La fondation de Cargèse en 1773

C’est finalement le Comte de Marbeuf qui s’intéresse aux grecs, désormais près d’un millier en Corse. Et la chute de la république paoliste, à Ponte Novu, transforme radicalement l’avenir de la colonie grecque, comme nous l’explique encore Elie Papadacci :

En 1773, après inspection des ruines de Paomia, les autorités françaises d’Ajaccio (sous l’égide du Comte de Marbeuf) suggèrent l’implantation de la colonie sur un nouvel emplacement situé à la pointe de Cargèse, à trois kilomètres de Paomia, sur un plateau en bordure de mer.
— Elie Papadacci

Une majorité de grecs accepte donc, en 1773, de quitter Ajaccio et les environs pour implanter leur nouvelle colonie non loin de Paomia, sur un plateau situé en bordure de mer. 150 familles, pour 428 personnes, forment la population de la nouvelle Cargèse.

Cette population trouve toujours un protecteur en la personne de Marbeuf (puis plus tard en Bonaparte, mais je ne m'attarderai pas là-dessus). Le Comte, remercié en 1778 par le Roi pour ses services rendus à la Corse - autrement dit, dans le langage de Sa Majesté Louis XVI, pour la pacification et la répression des rebelles paolistes - obtient le titre de Marquis et en guise de fief perpétuel, les terres allant de Paomia à Piana.

**Informations extraites:**
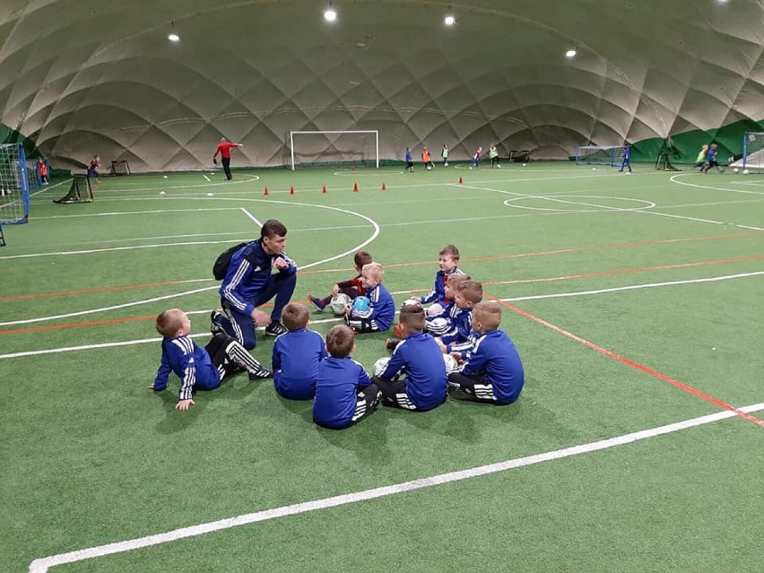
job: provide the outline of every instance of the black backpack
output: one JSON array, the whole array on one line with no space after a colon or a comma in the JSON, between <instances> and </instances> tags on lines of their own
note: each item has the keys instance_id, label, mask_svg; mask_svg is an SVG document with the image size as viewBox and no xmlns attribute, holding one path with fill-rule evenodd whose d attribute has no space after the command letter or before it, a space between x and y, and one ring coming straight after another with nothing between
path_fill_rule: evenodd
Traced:
<instances>
[{"instance_id":1,"label":"black backpack","mask_svg":"<svg viewBox=\"0 0 764 573\"><path fill-rule=\"evenodd\" d=\"M213 265L213 276L215 277L216 281L222 281L225 278L225 273L228 273L228 265L230 265L230 259L234 253L247 247L248 244L239 243L239 245L234 245L220 254L220 256L215 259L215 264Z\"/></svg>"}]
</instances>

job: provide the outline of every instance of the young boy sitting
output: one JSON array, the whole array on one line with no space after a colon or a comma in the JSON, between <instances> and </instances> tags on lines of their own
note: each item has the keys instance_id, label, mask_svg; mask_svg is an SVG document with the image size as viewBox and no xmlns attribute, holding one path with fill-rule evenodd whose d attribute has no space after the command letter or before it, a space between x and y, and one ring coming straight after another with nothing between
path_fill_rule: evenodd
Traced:
<instances>
[{"instance_id":1,"label":"young boy sitting","mask_svg":"<svg viewBox=\"0 0 764 573\"><path fill-rule=\"evenodd\" d=\"M459 400L505 405L520 395L525 373L517 349L499 329L501 306L492 300L479 302L473 310L473 328L479 338L461 372L448 375L448 395Z\"/></svg>"},{"instance_id":2,"label":"young boy sitting","mask_svg":"<svg viewBox=\"0 0 764 573\"><path fill-rule=\"evenodd\" d=\"M318 365L313 421L343 430L374 412L379 405L379 388L350 356L355 351L355 333L349 326L332 327L326 334L326 350L329 358Z\"/></svg>"},{"instance_id":3,"label":"young boy sitting","mask_svg":"<svg viewBox=\"0 0 764 573\"><path fill-rule=\"evenodd\" d=\"M455 274L464 274L464 272L459 269L459 249L454 245L446 245L438 253L438 265L440 270L435 274L435 285L432 287L432 291L426 297L414 297L414 300L419 300L421 304L432 305L427 309L429 317L438 316L443 312L443 309L450 302L446 294L446 285L448 279Z\"/></svg>"},{"instance_id":4,"label":"young boy sitting","mask_svg":"<svg viewBox=\"0 0 764 573\"><path fill-rule=\"evenodd\" d=\"M371 378L382 391L385 405L426 412L446 399L447 378L443 352L424 330L424 309L414 305L401 308L398 329L404 339L385 370ZM405 378L395 379L405 369Z\"/></svg>"},{"instance_id":5,"label":"young boy sitting","mask_svg":"<svg viewBox=\"0 0 764 573\"><path fill-rule=\"evenodd\" d=\"M267 378L268 369L263 368L236 340L222 334L213 336L210 343L200 348L188 336L191 321L180 308L165 310L157 317L157 332L161 341L161 364L154 383L149 388L156 392L164 390L169 382L169 373L180 378L180 393L176 410L188 410L193 406L194 390L214 390L227 374L243 369L249 372L250 380Z\"/></svg>"},{"instance_id":6,"label":"young boy sitting","mask_svg":"<svg viewBox=\"0 0 764 573\"><path fill-rule=\"evenodd\" d=\"M366 251L358 251L355 254L355 256L353 256L353 262L355 263L355 270L358 271L358 276L354 276L349 281L337 282L332 287L332 294L324 297L323 299L314 297L312 294L308 295L308 300L313 303L313 306L318 309L318 312L323 311L332 299L340 293L348 295L351 298L351 300L356 297L366 294L366 289L364 289L363 285L360 283L360 273L364 265L369 265L373 262L371 255Z\"/></svg>"},{"instance_id":7,"label":"young boy sitting","mask_svg":"<svg viewBox=\"0 0 764 573\"><path fill-rule=\"evenodd\" d=\"M464 358L472 349L475 338L473 333L473 308L481 300L482 284L477 281L462 281L456 286L454 305L458 312L455 313L453 328L436 339L444 354L459 352Z\"/></svg>"},{"instance_id":8,"label":"young boy sitting","mask_svg":"<svg viewBox=\"0 0 764 573\"><path fill-rule=\"evenodd\" d=\"M395 317L393 296L382 284L385 269L379 263L369 263L360 272L360 284L366 289L369 308L366 310L348 305L345 322L359 333L377 333L387 330Z\"/></svg>"},{"instance_id":9,"label":"young boy sitting","mask_svg":"<svg viewBox=\"0 0 764 573\"><path fill-rule=\"evenodd\" d=\"M289 332L273 343L276 392L290 400L310 400L316 394L318 363L327 356L324 337L308 329L308 308L298 302L284 307L282 324Z\"/></svg>"},{"instance_id":10,"label":"young boy sitting","mask_svg":"<svg viewBox=\"0 0 764 573\"><path fill-rule=\"evenodd\" d=\"M468 274L454 274L448 279L448 282L446 283L446 300L444 300L444 302L447 302L439 314L428 314L425 327L427 332L433 336L442 336L456 328L461 308L456 306L454 299L456 296L459 283L469 280L471 279Z\"/></svg>"}]
</instances>

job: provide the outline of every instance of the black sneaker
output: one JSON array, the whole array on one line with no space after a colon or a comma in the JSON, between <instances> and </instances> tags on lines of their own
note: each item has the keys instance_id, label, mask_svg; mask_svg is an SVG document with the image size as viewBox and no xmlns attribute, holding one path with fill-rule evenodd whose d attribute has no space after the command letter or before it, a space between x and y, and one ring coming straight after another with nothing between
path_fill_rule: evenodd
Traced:
<instances>
[{"instance_id":1,"label":"black sneaker","mask_svg":"<svg viewBox=\"0 0 764 573\"><path fill-rule=\"evenodd\" d=\"M225 334L225 329L221 326L221 324L218 322L218 317L221 316L220 312L217 310L213 310L210 313L210 332L213 333L213 336L215 334Z\"/></svg>"},{"instance_id":2,"label":"black sneaker","mask_svg":"<svg viewBox=\"0 0 764 573\"><path fill-rule=\"evenodd\" d=\"M270 325L265 326L265 335L266 336L280 336L289 331L286 329L282 323L278 320L273 320Z\"/></svg>"},{"instance_id":3,"label":"black sneaker","mask_svg":"<svg viewBox=\"0 0 764 573\"><path fill-rule=\"evenodd\" d=\"M266 369L264 366L261 366L259 369L257 369L256 372L250 372L249 373L249 379L250 380L263 380L265 378L269 378L272 376L273 376L273 373L271 372L271 370L269 370L268 369Z\"/></svg>"}]
</instances>

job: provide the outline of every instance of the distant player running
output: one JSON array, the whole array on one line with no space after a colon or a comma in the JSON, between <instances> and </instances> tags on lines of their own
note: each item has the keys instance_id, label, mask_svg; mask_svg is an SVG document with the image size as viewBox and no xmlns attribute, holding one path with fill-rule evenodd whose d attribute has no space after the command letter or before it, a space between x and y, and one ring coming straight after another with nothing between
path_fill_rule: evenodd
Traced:
<instances>
[{"instance_id":1,"label":"distant player running","mask_svg":"<svg viewBox=\"0 0 764 573\"><path fill-rule=\"evenodd\" d=\"M231 147L244 147L241 143L231 143L225 137L221 137L221 143L218 144L217 149L215 149L215 152L213 155L213 163L215 165L218 164L218 153L221 154L221 163L223 166L223 171L225 171L225 178L230 181L233 178L233 176L230 174L230 148Z\"/></svg>"}]
</instances>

**Travail à faire:** Modifiez le texte fourni depuis « C’est finalement le » jusqu'à « plateau en bordure de mer. » inclus, en remplaçant « autorités françaises » par « administrateurs français ». Appuyez-vous uniquement sur le texte fourni.

**Réponse attendue:**
C’est finalement le Comte de Marbeuf qui s’intéresse aux grecs, désormais près d’un millier en Corse. Et la chute de la république paoliste, à Ponte Novu, transforme radicalement l’avenir de la colonie grecque, comme nous l’explique encore Elie Papadacci :

En 1773, après inspection des ruines de Paomia, les administrateurs français d’Ajaccio (sous l’égide du Comte de Marbeuf) suggèrent l’implantation de la colonie sur un nouvel emplacement situé à la pointe de Cargèse, à trois kilomètres de Paomia, sur un plateau en bordure de mer.